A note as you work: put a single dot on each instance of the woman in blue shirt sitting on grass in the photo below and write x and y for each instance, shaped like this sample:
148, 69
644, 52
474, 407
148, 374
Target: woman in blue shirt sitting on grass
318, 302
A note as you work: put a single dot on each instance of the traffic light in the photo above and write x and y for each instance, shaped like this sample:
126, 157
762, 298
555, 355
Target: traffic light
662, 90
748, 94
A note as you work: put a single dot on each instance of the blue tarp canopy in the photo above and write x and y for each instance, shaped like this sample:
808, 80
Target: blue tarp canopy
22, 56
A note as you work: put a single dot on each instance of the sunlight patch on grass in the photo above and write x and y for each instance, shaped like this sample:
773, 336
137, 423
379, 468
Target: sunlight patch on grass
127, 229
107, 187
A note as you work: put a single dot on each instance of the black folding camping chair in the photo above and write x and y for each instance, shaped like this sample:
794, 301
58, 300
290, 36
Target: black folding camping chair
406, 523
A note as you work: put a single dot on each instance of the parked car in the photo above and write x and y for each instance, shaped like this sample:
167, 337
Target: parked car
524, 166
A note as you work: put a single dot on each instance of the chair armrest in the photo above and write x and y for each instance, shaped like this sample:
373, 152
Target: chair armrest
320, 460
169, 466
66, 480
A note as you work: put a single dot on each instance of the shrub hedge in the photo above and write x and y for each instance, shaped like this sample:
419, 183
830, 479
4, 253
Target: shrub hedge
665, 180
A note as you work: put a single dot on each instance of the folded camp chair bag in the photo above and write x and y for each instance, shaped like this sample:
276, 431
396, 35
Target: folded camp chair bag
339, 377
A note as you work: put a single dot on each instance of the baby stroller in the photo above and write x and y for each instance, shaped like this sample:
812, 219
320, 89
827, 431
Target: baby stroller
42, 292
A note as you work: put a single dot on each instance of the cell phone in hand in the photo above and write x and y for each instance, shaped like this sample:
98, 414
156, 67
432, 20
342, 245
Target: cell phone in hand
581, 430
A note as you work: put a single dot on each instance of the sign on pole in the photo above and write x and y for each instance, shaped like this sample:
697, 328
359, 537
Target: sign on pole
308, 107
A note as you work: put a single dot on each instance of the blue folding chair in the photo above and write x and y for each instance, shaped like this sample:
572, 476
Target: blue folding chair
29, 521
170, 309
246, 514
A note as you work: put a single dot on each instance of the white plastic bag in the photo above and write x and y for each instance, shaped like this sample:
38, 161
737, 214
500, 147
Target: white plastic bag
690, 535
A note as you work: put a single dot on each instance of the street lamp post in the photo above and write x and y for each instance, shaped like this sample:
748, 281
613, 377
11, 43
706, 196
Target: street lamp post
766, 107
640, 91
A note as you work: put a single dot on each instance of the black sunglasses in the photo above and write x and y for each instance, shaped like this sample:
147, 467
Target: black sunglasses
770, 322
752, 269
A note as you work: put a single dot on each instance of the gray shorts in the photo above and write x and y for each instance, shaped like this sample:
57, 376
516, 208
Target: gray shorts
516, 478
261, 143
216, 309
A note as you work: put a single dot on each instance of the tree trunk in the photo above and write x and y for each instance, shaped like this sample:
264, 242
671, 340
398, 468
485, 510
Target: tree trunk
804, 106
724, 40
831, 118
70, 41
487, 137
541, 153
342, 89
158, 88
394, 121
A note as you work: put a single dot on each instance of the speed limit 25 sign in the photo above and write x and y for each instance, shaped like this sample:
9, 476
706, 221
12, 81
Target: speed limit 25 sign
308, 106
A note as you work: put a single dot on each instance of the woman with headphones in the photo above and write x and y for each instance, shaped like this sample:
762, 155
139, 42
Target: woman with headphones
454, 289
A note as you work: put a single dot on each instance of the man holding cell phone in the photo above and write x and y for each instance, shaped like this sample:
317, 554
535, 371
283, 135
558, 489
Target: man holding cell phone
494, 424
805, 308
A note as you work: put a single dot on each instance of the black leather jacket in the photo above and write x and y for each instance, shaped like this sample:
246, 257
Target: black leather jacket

§ **Exercise details**
Set down the data above once more so that nothing differs from the original.

§ **Response to the exercise**
A note as you work: put a single dot on each instance of the woman in blue shirt sitting on grass in the photo below and write x and y for each instance, shaped like this sample:
148, 69
644, 52
474, 407
148, 374
Target: woman in blue shirt sitting on grass
318, 302
A note as you work: put a single dot on each instance of the traffic light in the photo above and write x and y for each instance, shaped like this sample:
126, 157
762, 298
555, 355
Target: traffic light
662, 90
748, 94
A note as you work: put a single dot on each instance of the blue tarp canopy in the photo above and write x and y for each instance, shaped like this sample:
808, 80
Target: blue tarp canopy
22, 56
A note as you work: put a single dot on each instance of the sunlight patch on grass in the photo above and write x and y for each instance, shaped like this sample:
773, 336
137, 423
379, 468
Target: sunlight patch on grass
127, 229
107, 187
A note as you work: put a single dot on each instance of the black folding camping chair in the photo above and write x and y for each instance, shaped like this sample:
794, 301
58, 300
290, 36
Target: black folding camping chair
406, 523
A note as you work: put a single dot on each instance of the parked car in the photo above and write x and y for each instance, shaped like this sample:
167, 337
Target: parked car
524, 166
A note as you work: put a single dot on each instance of the chair armrest in the photo above and write x and y for each instance, shaped like this sample:
373, 152
Target: chair armrest
320, 460
169, 466
66, 480
A note as you work: put a single dot on each instance of the shrub hedge in the photo above and write x and y for each instance, shaped like this sample:
419, 183
830, 479
4, 253
Target: shrub hedge
665, 180
A note as you work: put a single dot on each instance of the folded camp chair bag in the photo above and write x and y for each instance, shaped like this sample:
276, 431
396, 35
Target: folded camp chair bag
339, 377
A note as you work: put a single dot on each instance of the baby stroller in the photo above and write x and y for each instance, shaped like this sample:
812, 219
320, 89
827, 431
Target: baby stroller
42, 292
A note as you work: put a single dot on each instance of the cell phone in hand in the photo above and write x and y for each instance, shaped like this sample:
98, 414
156, 67
432, 20
342, 245
Target: cell phone in hand
581, 430
A note as you work: put a single dot on each instance of the sign on pole in the photo above and write x and y for each instance, shaped like this sample:
697, 328
359, 537
Target: sign on pole
308, 107
A note as you work: put a single dot on each instance of the blue folding chair in the photo above and write x and y for each instance, shaped like this sample:
572, 476
Target: blue folding chair
29, 521
170, 309
246, 514
A note as you work: put a single dot on each instance of the white plastic bag in the photo above and write x and y for each instance, shaped like this sample:
38, 161
737, 214
500, 147
Target: white plastic bag
690, 535
A note as you work: put a single dot on each instance of the street lamp post in the photo above and write x and y for each instance, shaped like this sample:
748, 281
613, 377
11, 43
706, 196
Target: street lamp post
766, 107
640, 91
A note as you work: put a single dot on each instance of the black sunglasses in the photo above and write x and y for each instance, shaped like this sample:
147, 467
Target: black sunglasses
770, 322
752, 269
A note as you work: put a single dot on each instance of the gray shorts in the photo above and write x and y for each instance, shaped like this sample:
57, 376
516, 208
Target: gray shorts
516, 478
261, 143
216, 309
A note as you work: put a single dot on each instance of the tree trunk in the photo above and write x and y for each instance, shaped like this sample:
264, 242
671, 340
398, 468
485, 510
Target: tree trunk
804, 106
724, 40
831, 118
70, 41
487, 137
541, 153
342, 89
158, 88
394, 121
A note as you work: put a single dot on each instance of the speed limit 25 sign in the photo above and write x and y for each instance, shaped like this sample:
9, 476
706, 221
12, 81
Target: speed limit 25 sign
308, 106
A note as you work: put a single dot on each instance of the woman with headphones in the photo above and write x and y for each instance, shaped like this sample:
762, 155
139, 42
Target: woman with headphones
454, 289
A note as you work: put a single dot on each instance of the man holding cell phone in the photo above and write x and y for each instance, shaped like this sample:
317, 554
535, 371
283, 135
558, 489
Target: man holding cell phone
494, 424
805, 308
A note as you work: put a single dot on each instance of the black leather jacket in the photo above and write x and y for each instance, shaped like this sample:
246, 257
Target: black leather jacket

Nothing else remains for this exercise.